**WHAT IS EXPECTED:** What you print must match the data line for line.

══ MATERIAL FOR THE TASK

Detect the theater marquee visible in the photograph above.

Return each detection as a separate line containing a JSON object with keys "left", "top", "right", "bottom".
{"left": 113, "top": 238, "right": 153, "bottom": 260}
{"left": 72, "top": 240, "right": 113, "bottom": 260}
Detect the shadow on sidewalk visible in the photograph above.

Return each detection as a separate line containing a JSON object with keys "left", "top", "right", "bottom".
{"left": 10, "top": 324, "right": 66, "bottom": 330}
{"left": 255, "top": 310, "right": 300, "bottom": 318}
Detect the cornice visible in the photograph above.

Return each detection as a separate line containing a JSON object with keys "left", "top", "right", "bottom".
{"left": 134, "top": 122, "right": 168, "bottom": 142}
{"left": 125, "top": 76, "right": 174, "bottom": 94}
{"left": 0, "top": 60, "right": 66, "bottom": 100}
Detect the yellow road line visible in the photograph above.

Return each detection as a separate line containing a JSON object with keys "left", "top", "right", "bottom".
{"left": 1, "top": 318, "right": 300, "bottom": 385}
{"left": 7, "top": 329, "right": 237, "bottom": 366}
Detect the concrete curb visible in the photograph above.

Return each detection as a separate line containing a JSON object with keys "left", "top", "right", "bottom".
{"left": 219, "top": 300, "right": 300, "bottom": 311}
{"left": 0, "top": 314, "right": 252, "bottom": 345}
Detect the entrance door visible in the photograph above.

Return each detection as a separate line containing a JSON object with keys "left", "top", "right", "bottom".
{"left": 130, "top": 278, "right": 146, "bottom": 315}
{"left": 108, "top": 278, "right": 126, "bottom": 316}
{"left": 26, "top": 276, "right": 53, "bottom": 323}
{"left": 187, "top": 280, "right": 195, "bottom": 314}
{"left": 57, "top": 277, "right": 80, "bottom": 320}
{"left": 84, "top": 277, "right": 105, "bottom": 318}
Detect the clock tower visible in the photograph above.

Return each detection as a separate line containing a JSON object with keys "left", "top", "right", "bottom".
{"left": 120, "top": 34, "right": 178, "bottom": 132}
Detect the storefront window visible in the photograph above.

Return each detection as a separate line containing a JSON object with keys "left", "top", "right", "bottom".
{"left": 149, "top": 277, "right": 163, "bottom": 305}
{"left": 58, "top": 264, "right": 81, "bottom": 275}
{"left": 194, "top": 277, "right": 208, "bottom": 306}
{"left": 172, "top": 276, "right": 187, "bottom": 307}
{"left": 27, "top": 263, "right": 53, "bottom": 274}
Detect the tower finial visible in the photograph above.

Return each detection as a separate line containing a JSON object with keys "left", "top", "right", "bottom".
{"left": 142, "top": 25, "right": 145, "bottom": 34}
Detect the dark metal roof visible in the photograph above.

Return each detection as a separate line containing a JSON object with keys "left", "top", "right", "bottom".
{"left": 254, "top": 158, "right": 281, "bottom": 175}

════

**EXERCISE OUTPUT:**
Detect the theater marquee visible in the photograph above.

Return each detection as a separate line containing a JSON object with keys "left", "top", "right", "bottom".
{"left": 113, "top": 238, "right": 153, "bottom": 260}
{"left": 72, "top": 240, "right": 113, "bottom": 260}
Detect the shadow on sidewalk visible in the photograph above.

Return each detection as a separate line containing a JSON object with keys "left", "top", "right", "bottom".
{"left": 10, "top": 324, "right": 66, "bottom": 330}
{"left": 255, "top": 310, "right": 300, "bottom": 318}
Detect the cornice visible in the photograph above.

Return each detection as a separate line containing a JSON object with keys "left", "top", "right", "bottom".
{"left": 134, "top": 122, "right": 168, "bottom": 142}
{"left": 125, "top": 76, "right": 174, "bottom": 94}
{"left": 0, "top": 60, "right": 66, "bottom": 100}
Detect the yellow road line visible in the photograph above.

Return each detection as a separate line containing a JSON object with keys "left", "top", "right", "bottom".
{"left": 1, "top": 318, "right": 300, "bottom": 385}
{"left": 7, "top": 329, "right": 237, "bottom": 366}
Detect the concrete curb visible in the photograph above.

Return each detection as a separate line containing a JSON object with keys "left", "top", "right", "bottom".
{"left": 219, "top": 300, "right": 300, "bottom": 311}
{"left": 0, "top": 314, "right": 252, "bottom": 345}
Detect the entrance door visible in the photograph above.

Return each detection as a separate line containing a JSON object with keys "left", "top", "right", "bottom".
{"left": 130, "top": 278, "right": 146, "bottom": 315}
{"left": 108, "top": 278, "right": 126, "bottom": 316}
{"left": 26, "top": 276, "right": 53, "bottom": 323}
{"left": 187, "top": 280, "right": 195, "bottom": 314}
{"left": 57, "top": 277, "right": 80, "bottom": 320}
{"left": 84, "top": 277, "right": 105, "bottom": 318}
Detect the clock tower visible in the photograph above.

Return each detection as a separate line containing a JSON object with keys "left", "top", "right", "bottom".
{"left": 120, "top": 34, "right": 178, "bottom": 132}
Detect the storefront window visible in the photograph above.

Return each detection as a separate line containing a JSON object with keys "left", "top", "right", "bottom".
{"left": 149, "top": 277, "right": 163, "bottom": 305}
{"left": 58, "top": 264, "right": 81, "bottom": 275}
{"left": 194, "top": 277, "right": 208, "bottom": 306}
{"left": 172, "top": 276, "right": 187, "bottom": 307}
{"left": 27, "top": 263, "right": 53, "bottom": 274}
Detect the tower finial visible in the photograph above.

Return each detection as a separate line containing a JSON object with keys "left", "top", "right", "bottom".
{"left": 142, "top": 25, "right": 145, "bottom": 34}
Detect the dark metal roof visible in the photograph above.

Return each detection as a separate line containing a JSON object with keys "left", "top", "right", "bottom".
{"left": 254, "top": 158, "right": 281, "bottom": 175}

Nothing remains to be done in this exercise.